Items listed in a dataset
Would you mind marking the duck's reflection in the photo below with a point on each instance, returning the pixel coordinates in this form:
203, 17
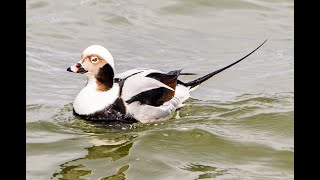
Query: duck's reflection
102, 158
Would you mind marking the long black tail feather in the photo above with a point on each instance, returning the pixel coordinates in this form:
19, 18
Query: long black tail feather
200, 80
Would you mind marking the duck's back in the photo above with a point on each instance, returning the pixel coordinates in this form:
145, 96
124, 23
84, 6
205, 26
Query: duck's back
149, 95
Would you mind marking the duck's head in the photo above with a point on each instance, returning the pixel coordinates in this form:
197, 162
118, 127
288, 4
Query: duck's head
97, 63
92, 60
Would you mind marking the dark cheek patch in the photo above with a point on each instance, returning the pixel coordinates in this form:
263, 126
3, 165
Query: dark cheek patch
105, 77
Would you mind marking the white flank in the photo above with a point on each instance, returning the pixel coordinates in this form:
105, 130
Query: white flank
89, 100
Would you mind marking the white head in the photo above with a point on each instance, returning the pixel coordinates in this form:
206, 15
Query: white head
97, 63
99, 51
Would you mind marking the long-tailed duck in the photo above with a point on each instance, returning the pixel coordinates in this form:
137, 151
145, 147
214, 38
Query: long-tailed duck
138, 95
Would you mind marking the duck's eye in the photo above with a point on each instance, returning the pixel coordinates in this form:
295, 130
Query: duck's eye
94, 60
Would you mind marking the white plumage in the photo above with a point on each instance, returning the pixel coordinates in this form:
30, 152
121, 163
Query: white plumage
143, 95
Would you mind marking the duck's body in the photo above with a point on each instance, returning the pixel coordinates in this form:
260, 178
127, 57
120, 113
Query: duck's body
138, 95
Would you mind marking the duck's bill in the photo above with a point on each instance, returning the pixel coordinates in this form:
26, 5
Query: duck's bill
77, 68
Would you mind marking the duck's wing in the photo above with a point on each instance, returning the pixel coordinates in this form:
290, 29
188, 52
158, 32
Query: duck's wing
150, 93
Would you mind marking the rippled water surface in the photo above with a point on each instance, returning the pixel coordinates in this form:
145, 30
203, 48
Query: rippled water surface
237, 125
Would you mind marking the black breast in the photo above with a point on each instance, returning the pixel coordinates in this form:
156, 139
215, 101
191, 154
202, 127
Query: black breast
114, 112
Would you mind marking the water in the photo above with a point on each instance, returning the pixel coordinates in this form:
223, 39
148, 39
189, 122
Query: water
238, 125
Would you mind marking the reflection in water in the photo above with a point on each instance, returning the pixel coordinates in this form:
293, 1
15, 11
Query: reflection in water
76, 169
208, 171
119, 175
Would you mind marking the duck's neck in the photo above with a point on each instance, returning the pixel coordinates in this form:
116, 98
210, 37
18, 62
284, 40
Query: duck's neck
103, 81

**EXERCISE DESCRIPTION**
The data is to be restated word for word, with any pictures set aside.

**EXERCISE RESPONSE**
Would you mind marking the duck's reflection in the photo below with a point on each instance, returning the pixel coordinates in this form:
203, 17
Query: duck's reflection
102, 158
Would you mind marking the long black tail feather in the photo above with a point on each instance, returning the pixel coordinates in this form:
19, 18
Query: long black tail feather
200, 80
Would you mind marking the duck's back in the photo above with a point on each instance, returning the pixel coordinates in this form:
145, 96
124, 23
84, 6
205, 26
Query: duck's back
149, 95
Would you mind marking the duck's head in the photo above with a point on each instance, returning the pixel coordinates in this form:
197, 162
118, 127
288, 4
Query: duck's head
97, 63
92, 60
Would you mind marking the dark cheek patch in the photo above with a point on each instance, returning the pixel coordinates in this form:
263, 126
3, 165
Query: dark cheek patch
105, 77
Would you mind marking the white flank in the photo above with a point on each instance, returning the pixel coordinates in this form:
105, 130
Query: white flank
89, 100
Would you mind marking the white head in the photo above with a point on each instance, returning the pixel coordinates in this form:
206, 15
Query: white head
97, 63
99, 51
Would you mind marking the long-tailed duck in the photo above with a point on each instance, returning the pixel coordinates in this form:
137, 151
145, 147
214, 38
Query: long-tailed duck
138, 95
Would you mind marking the duck's eye in the photo above with a point on each instance, returning the pixel coordinates in this form:
295, 130
Query: duck's eye
94, 60
Would you mind marking the white plumage in the photo above with a point on each instance, returning the pixel coordinates in this form:
30, 152
121, 163
Query: white plumage
143, 95
Would you mind marking the duck's body in the photo above with a point on each instance, returning the pixel coordinates in this form:
260, 178
127, 57
120, 113
Query: duck's body
138, 95
Would you mind marking the duck's bill in the photo above with a point on each instance, returning the pixel coordinates in this form:
26, 5
Query: duck's bill
77, 68
Would you mind marking the duck's wing in the photo above with a point on each instance, returning the pixel coordinates in this form:
290, 29
188, 52
158, 32
Query: duck's wing
150, 93
Would you mind marking the rippled water surface in the photo above with a point on each instance, returning the pixel coordinates in this form:
145, 30
203, 48
Query: rippled water surface
237, 125
Would you mind marking the black breast in the photo above with a point on each instance, returning the pixel coordinates in this form:
156, 139
215, 101
191, 154
202, 127
Query: black breast
114, 112
Would you mind marking the water in the photo above with a point on each instance, returning the pixel coordinates in this form:
223, 39
148, 39
189, 122
Query: water
238, 125
Would you mind marking the reflection in water in the photo above with a point on each instance, returning the pixel coordinates in this form:
293, 1
15, 11
Query: reflection in water
76, 169
208, 171
119, 175
Would you mind marking the duck's neck in the photo above with a point on each instance, returning the pixel coordinates in this form:
116, 98
210, 37
18, 62
284, 40
Query: duck's neck
103, 81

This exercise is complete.